AIM: Could you output the entries from the line with "For full credit, report the bounding box of the grass" to the line with "0, 0, 350, 242" as a two-column CSV with the headers instruction and coordinates? Use one row per entry, put each value in a single quoted field, and replace any line breaks with spaces.

(Excerpt from a dataset)
-- begin --
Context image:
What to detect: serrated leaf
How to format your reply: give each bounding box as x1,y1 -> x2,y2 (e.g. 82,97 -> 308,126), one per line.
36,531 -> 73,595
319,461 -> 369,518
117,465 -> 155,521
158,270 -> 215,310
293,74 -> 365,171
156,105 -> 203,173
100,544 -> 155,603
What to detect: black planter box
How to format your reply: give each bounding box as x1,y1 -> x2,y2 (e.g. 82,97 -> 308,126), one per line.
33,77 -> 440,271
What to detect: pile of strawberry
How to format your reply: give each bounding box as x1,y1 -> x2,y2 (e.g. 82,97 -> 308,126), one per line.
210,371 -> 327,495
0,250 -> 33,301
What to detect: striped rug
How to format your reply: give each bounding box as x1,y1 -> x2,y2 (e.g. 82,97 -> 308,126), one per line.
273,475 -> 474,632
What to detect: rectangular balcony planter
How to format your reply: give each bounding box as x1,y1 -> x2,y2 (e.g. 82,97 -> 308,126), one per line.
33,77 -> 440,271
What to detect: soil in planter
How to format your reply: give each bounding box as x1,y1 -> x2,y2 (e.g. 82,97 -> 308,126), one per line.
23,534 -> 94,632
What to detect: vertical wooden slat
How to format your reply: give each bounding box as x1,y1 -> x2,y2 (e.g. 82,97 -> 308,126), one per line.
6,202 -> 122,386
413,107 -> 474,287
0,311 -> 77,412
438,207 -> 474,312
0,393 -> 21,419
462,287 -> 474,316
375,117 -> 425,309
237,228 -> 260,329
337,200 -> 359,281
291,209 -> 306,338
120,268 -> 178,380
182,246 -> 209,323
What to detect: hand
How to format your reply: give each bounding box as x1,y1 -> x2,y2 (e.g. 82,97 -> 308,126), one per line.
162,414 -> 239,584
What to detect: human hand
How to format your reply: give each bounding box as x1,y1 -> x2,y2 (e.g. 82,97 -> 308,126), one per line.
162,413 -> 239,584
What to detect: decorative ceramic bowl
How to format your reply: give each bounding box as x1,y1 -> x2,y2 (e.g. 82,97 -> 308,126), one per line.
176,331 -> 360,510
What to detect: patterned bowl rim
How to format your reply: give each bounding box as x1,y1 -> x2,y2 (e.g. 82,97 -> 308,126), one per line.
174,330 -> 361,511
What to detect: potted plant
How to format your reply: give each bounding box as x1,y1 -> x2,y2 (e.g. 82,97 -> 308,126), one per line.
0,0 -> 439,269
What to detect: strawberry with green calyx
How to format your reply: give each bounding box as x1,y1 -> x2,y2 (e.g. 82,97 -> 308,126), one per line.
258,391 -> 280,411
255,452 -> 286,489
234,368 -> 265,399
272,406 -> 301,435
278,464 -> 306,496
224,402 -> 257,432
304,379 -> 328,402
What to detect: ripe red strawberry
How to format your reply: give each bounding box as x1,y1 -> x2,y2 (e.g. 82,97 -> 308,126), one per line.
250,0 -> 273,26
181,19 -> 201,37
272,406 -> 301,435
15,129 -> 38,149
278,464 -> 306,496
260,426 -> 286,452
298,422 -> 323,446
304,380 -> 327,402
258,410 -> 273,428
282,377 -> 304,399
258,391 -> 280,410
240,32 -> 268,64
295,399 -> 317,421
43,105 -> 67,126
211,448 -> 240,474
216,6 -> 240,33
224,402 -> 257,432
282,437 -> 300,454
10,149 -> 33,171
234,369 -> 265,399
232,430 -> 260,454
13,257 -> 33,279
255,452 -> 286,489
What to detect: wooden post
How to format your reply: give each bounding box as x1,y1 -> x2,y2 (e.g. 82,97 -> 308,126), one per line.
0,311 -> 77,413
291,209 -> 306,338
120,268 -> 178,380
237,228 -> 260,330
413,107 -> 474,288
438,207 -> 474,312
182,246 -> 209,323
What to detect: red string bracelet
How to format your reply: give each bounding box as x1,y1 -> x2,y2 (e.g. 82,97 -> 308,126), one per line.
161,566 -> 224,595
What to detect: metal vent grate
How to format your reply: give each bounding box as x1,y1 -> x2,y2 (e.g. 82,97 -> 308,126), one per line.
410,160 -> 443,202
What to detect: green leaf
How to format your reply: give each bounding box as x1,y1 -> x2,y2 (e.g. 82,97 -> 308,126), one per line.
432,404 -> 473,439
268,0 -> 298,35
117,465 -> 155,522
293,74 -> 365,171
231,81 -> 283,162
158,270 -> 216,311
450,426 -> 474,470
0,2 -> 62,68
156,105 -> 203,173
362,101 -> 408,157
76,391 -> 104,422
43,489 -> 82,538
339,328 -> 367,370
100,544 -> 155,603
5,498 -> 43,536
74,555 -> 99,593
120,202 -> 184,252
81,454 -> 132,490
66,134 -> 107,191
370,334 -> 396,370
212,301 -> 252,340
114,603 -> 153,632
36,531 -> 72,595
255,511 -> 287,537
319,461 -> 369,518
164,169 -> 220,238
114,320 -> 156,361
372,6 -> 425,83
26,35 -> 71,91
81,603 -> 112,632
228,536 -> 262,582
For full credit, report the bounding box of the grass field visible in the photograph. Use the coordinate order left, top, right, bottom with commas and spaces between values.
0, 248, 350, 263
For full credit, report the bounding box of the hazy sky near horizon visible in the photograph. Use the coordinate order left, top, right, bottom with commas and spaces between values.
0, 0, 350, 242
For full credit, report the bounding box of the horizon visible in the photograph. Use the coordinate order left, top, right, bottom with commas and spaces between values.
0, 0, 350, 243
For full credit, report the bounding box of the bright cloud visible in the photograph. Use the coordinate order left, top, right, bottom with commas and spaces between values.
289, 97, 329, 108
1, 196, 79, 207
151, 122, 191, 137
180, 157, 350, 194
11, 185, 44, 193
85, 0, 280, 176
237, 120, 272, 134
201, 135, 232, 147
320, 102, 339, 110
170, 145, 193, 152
-- end --
THE OUTPUT:
instruction,coordinates
"For full credit, report the bounding box of the grass field visible in the photograph. Use the coordinate order left, top, right, bottom with commas and spaces between values.","0, 248, 350, 263"
"For full credit, report the bounding box of the hazy sky near horizon visible in the photograph. Use the coordinate order left, top, right, bottom with commas and spaces between values.","0, 0, 350, 242"